WHAT IS NEEDED> Could you recast every line of the records below as a numbered list, skipping the blank lines and leaving the pictures out?

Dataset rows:
········
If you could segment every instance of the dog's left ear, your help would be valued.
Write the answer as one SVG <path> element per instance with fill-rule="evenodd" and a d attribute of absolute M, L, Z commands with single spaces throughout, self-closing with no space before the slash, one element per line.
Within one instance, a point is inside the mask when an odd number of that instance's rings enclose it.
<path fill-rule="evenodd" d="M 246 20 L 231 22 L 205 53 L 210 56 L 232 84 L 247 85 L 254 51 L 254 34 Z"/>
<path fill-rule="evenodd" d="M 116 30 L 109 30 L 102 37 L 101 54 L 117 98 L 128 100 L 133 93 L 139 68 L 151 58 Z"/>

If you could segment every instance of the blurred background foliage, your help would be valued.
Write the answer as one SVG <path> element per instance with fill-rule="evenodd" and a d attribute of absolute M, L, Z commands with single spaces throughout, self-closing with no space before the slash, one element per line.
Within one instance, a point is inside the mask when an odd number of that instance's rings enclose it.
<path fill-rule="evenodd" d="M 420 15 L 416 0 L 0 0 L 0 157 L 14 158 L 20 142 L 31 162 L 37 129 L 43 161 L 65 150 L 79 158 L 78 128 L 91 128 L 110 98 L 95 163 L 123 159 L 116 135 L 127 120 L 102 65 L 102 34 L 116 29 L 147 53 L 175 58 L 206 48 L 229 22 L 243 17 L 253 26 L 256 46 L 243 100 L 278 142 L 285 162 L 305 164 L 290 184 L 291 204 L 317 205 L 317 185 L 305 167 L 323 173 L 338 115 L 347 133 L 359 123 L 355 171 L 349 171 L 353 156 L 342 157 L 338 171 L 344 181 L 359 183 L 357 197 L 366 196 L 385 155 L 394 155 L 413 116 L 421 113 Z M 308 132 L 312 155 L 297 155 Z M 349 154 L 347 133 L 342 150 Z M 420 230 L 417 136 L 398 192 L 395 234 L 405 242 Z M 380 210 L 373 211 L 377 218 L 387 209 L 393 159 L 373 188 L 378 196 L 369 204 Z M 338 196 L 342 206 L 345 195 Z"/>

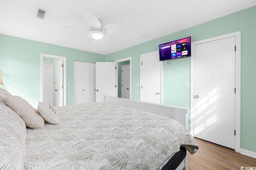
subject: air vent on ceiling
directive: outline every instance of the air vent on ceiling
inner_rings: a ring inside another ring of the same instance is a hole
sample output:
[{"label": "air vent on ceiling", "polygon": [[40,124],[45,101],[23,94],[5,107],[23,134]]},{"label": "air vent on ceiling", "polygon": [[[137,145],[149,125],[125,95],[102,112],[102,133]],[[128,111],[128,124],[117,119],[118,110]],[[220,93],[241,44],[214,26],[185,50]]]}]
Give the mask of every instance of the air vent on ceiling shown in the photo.
[{"label": "air vent on ceiling", "polygon": [[45,14],[46,13],[46,11],[44,11],[41,9],[38,8],[38,11],[37,12],[37,18],[44,19],[45,16]]}]

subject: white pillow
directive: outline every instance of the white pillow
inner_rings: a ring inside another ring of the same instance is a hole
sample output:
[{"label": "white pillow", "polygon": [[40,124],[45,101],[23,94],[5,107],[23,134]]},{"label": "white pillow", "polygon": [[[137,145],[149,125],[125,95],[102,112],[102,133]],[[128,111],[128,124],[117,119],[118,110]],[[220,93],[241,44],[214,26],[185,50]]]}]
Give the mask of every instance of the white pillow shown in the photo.
[{"label": "white pillow", "polygon": [[52,124],[59,124],[59,117],[56,112],[50,105],[45,102],[40,102],[37,110],[46,121]]},{"label": "white pillow", "polygon": [[27,101],[17,96],[8,96],[5,104],[23,120],[26,125],[32,129],[44,129],[44,121]]},{"label": "white pillow", "polygon": [[4,88],[0,88],[0,102],[4,103],[6,98],[12,95],[9,92]]}]

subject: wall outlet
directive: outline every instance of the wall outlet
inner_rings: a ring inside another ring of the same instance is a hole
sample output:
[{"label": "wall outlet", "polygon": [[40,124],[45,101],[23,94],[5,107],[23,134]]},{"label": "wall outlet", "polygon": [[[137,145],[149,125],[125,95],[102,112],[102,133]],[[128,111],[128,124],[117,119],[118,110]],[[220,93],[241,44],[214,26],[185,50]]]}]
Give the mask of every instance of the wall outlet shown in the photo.
[{"label": "wall outlet", "polygon": [[189,83],[188,83],[188,82],[185,83],[185,88],[189,88]]}]

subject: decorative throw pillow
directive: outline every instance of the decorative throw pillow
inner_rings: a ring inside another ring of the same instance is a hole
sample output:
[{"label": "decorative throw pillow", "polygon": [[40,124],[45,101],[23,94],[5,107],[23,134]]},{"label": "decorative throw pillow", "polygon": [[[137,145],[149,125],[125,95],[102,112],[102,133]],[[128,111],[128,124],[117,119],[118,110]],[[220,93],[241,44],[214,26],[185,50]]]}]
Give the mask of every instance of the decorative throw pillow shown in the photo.
[{"label": "decorative throw pillow", "polygon": [[59,117],[50,105],[45,102],[40,102],[37,106],[37,110],[46,121],[52,124],[59,124]]},{"label": "decorative throw pillow", "polygon": [[4,88],[0,88],[0,102],[4,103],[6,98],[12,95],[9,92]]},{"label": "decorative throw pillow", "polygon": [[7,97],[5,104],[23,120],[26,125],[32,129],[44,129],[44,121],[38,112],[27,101],[17,96]]}]

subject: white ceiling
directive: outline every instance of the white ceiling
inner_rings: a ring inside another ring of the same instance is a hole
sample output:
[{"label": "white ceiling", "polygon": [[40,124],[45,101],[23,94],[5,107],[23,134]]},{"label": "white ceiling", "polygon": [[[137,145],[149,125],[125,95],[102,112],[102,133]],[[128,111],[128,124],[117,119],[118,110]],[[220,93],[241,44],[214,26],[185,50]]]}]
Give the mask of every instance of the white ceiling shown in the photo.
[{"label": "white ceiling", "polygon": [[[255,0],[0,0],[0,34],[107,55],[256,5]],[[36,18],[38,8],[47,11],[44,20]],[[62,27],[88,27],[85,10],[102,25],[125,28],[94,44],[89,32]]]}]

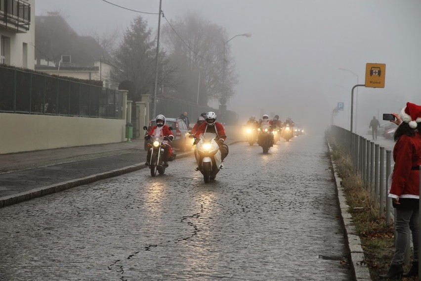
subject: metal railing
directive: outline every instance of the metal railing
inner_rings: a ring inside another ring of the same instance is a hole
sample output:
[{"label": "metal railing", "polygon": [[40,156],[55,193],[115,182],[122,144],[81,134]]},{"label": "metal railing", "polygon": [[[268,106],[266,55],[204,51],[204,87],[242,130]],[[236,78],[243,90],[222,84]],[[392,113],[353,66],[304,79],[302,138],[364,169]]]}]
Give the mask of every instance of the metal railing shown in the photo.
[{"label": "metal railing", "polygon": [[0,112],[123,118],[118,90],[0,67]]},{"label": "metal railing", "polygon": [[[388,187],[391,184],[389,180],[391,181],[389,179],[391,173],[391,151],[385,150],[385,163],[384,147],[337,126],[332,126],[331,132],[335,140],[351,156],[351,160],[355,171],[361,177],[366,187],[370,190],[376,203],[379,204],[380,216],[385,215],[385,223],[390,224],[394,222],[396,212],[394,208],[392,207],[392,199],[388,196]],[[420,169],[421,170],[421,166]],[[420,188],[421,189],[421,177],[420,177]],[[421,209],[421,201],[420,201],[419,204]],[[421,216],[419,220],[419,223],[421,224]],[[396,237],[395,230],[395,238]],[[410,237],[411,240],[412,238]],[[419,233],[419,239],[421,239],[421,232]],[[405,258],[406,264],[410,260],[410,247],[408,243]],[[421,259],[421,251],[419,251],[419,259]],[[419,264],[419,270],[421,270],[421,264]],[[419,276],[418,280],[421,281],[421,275]]]},{"label": "metal railing", "polygon": [[331,132],[350,155],[354,169],[378,204],[380,215],[385,214],[386,222],[390,223],[393,213],[391,199],[387,196],[387,179],[391,173],[391,151],[343,128],[333,126]]},{"label": "metal railing", "polygon": [[22,0],[0,0],[0,20],[6,26],[15,26],[26,31],[31,23],[31,5]]}]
········
COMPLETED TASK>
1. If you could segment every instance of the dog's left ear, your help would be valued.
2. Write the answer as one SVG <path> element per instance with fill-rule="evenodd" and a d attribute of absolute M, L, Z commands with single spaces throughout, self-closing with no space before the slash, one element per line.
3. Within one instance, a point is inside the mask when an odd number of that instance's rings enclose it.
4. <path fill-rule="evenodd" d="M 246 20 L 231 22 L 205 53 L 210 56 L 232 84 L 247 85 L 254 51 L 254 34 Z"/>
5. <path fill-rule="evenodd" d="M 116 30 L 109 30 L 102 37 L 101 54 L 117 98 L 128 100 L 133 93 L 139 68 L 151 58 Z"/>
6. If you could segment every instance of the blurred background foliage, your help would be valued.
7. Write the answer as one SVG <path> element per instance with fill-rule="evenodd" and a d attribute of absolute M, L, Z commands with single spaces throughout, self-closing with no space before the slash, one element per line.
8. Within one instance, a point is inside the mask when an odd number of that instance's rings enclose it.
9. <path fill-rule="evenodd" d="M 420 15 L 416 0 L 0 0 L 0 157 L 14 158 L 20 142 L 31 162 L 37 129 L 43 161 L 65 150 L 79 158 L 78 128 L 91 128 L 110 98 L 95 163 L 123 159 L 116 135 L 127 120 L 102 65 L 102 34 L 116 29 L 147 53 L 175 58 L 206 48 L 229 22 L 243 17 L 253 26 L 256 46 L 243 100 L 278 142 L 285 162 L 305 164 L 290 184 L 291 204 L 317 205 L 317 185 L 305 167 L 323 173 L 338 115 L 347 133 L 359 123 L 355 171 L 349 171 L 353 156 L 342 157 L 338 171 L 344 181 L 359 183 L 357 197 L 366 196 L 385 155 L 394 155 L 413 116 L 421 113 Z M 308 132 L 312 155 L 297 155 Z M 349 154 L 347 133 L 342 150 Z M 420 230 L 417 136 L 398 192 L 395 234 L 405 242 Z M 380 210 L 373 211 L 377 218 L 387 209 L 393 159 L 373 188 L 378 196 L 369 204 Z M 338 196 L 342 206 L 345 195 Z"/>
10. subject: air vent on ceiling
11. directive: outline every instance of the air vent on ceiling
12. inner_rings: a ring inside another ring of the same instance is a hole
13. sample output:
14. [{"label": "air vent on ceiling", "polygon": [[40,124],[45,101],[23,94],[5,107],[23,134]]},{"label": "air vent on ceiling", "polygon": [[[137,145],[149,125],[125,95],[102,112],[102,133]],[[128,111],[128,124],[117,119],[118,110]],[[220,93],[241,44],[214,26],[185,50]]]}]
15. Give the mask of every instance of the air vent on ceiling shown in the photo.
16. [{"label": "air vent on ceiling", "polygon": [[45,14],[46,13],[46,11],[44,11],[41,9],[38,8],[38,11],[37,12],[37,18],[44,19],[45,16]]}]
17. subject: white pillow
18. directive: outline every instance of the white pillow
19. inner_rings: a ring inside another ring of the same instance is a hole
20. sample output:
21. [{"label": "white pillow", "polygon": [[40,124],[45,101],[23,94],[5,107],[23,134]]},{"label": "white pillow", "polygon": [[[137,145],[149,125],[125,95],[102,112],[102,133]],[[128,111],[128,124],[117,119],[118,110]],[[220,93],[241,44],[214,26],[185,50]]]}]
22. Give the mask of every instance of the white pillow shown in the photo.
23. [{"label": "white pillow", "polygon": [[52,124],[59,124],[59,117],[56,112],[50,105],[45,102],[40,102],[37,110],[46,121]]},{"label": "white pillow", "polygon": [[27,101],[17,96],[8,96],[5,104],[23,120],[26,125],[32,129],[44,129],[44,121]]},{"label": "white pillow", "polygon": [[4,88],[0,88],[0,102],[4,103],[6,98],[12,95],[9,92]]}]
24. subject: wall outlet
25. directive: outline every instance of the wall outlet
26. inner_rings: a ring inside another ring of the same instance is a hole
27. sample output:
28. [{"label": "wall outlet", "polygon": [[40,124],[45,101],[23,94],[5,107],[23,134]]},{"label": "wall outlet", "polygon": [[[137,145],[149,125],[125,95],[102,112],[102,133]],[[128,111],[128,124],[117,119],[118,110]],[[220,93],[241,44],[214,26],[185,50]]]}]
29. Give the mask of every instance of the wall outlet shown in the photo.
30. [{"label": "wall outlet", "polygon": [[189,83],[188,83],[188,82],[185,83],[185,88],[189,88]]}]
31. subject: decorative throw pillow
32. directive: outline every instance of the decorative throw pillow
33. inner_rings: a ring inside another ring of the same instance is a hole
34. sample output:
35. [{"label": "decorative throw pillow", "polygon": [[40,124],[45,101],[23,94],[5,107],[23,134]]},{"label": "decorative throw pillow", "polygon": [[[137,145],[149,125],[125,95],[102,112],[102,133]],[[128,111],[128,124],[117,119],[118,110]],[[220,93],[241,44],[214,26],[185,50]]]}]
36. Give the mask of every instance of the decorative throw pillow shown in the photo.
37. [{"label": "decorative throw pillow", "polygon": [[59,117],[50,105],[45,102],[40,102],[37,106],[37,110],[46,121],[52,124],[59,124]]},{"label": "decorative throw pillow", "polygon": [[4,88],[0,88],[0,102],[4,103],[6,98],[12,95],[9,92]]},{"label": "decorative throw pillow", "polygon": [[7,97],[5,104],[23,120],[26,125],[32,129],[44,129],[44,121],[38,112],[27,101],[17,96]]}]
38. subject: white ceiling
39. directive: outline every instance of the white ceiling
40. inner_rings: a ring inside another ring of the same instance is a hole
41. sample output:
42. [{"label": "white ceiling", "polygon": [[40,124],[45,101],[23,94],[5,107],[23,134]]},{"label": "white ceiling", "polygon": [[[137,145],[149,125],[125,95],[102,112],[102,133]],[[128,111],[128,124],[117,119],[118,110]],[[220,93],[241,44],[214,26],[185,50]]]}]
43. Give the mask of every instance of the white ceiling shown in the photo.
44. [{"label": "white ceiling", "polygon": [[[255,0],[0,0],[0,34],[107,55],[256,5]],[[36,18],[38,8],[47,11],[44,20]],[[62,27],[88,27],[85,10],[102,25],[125,28],[94,44],[89,32]]]}]
45. subject: metal railing
46. directive: outline every instance of the metal railing
47. inner_rings: a ring inside another ring of the same instance is a hole
48. sample output:
49. [{"label": "metal railing", "polygon": [[40,156],[55,193],[115,182],[122,144],[81,134]]},{"label": "metal railing", "polygon": [[[268,106],[266,55],[204,51],[204,87],[242,130]],[[236,78],[243,90],[222,84]],[[392,113],[353,66],[304,79],[302,138],[364,169]]]}]
50. Give the mask of every instance of the metal railing shown in the photo.
51. [{"label": "metal railing", "polygon": [[0,112],[123,118],[118,90],[0,67]]},{"label": "metal railing", "polygon": [[[388,187],[391,184],[389,180],[391,181],[389,179],[391,173],[391,151],[385,150],[385,163],[384,147],[337,126],[332,126],[331,132],[335,140],[351,156],[351,160],[355,171],[361,177],[366,187],[370,190],[376,203],[379,204],[380,216],[385,215],[385,223],[390,224],[394,222],[396,212],[394,208],[392,207],[392,199],[388,196]],[[420,169],[421,170],[421,166]],[[420,188],[421,189],[421,177],[420,177]],[[421,209],[421,201],[420,201],[419,204]],[[421,216],[419,220],[419,223],[421,224]],[[396,237],[395,230],[395,238]],[[410,237],[411,240],[412,238]],[[419,233],[419,239],[421,239],[421,232]],[[405,258],[406,264],[410,260],[410,247],[408,243]],[[421,259],[421,251],[419,251],[419,259]],[[419,264],[419,270],[421,270],[421,264]],[[419,276],[418,280],[421,281],[421,275]]]},{"label": "metal railing", "polygon": [[331,132],[350,155],[354,169],[378,204],[380,215],[385,214],[386,222],[390,223],[393,213],[391,199],[387,196],[387,179],[391,173],[391,151],[343,128],[333,126]]},{"label": "metal railing", "polygon": [[22,0],[0,0],[0,20],[6,26],[15,26],[26,31],[31,23],[31,5]]}]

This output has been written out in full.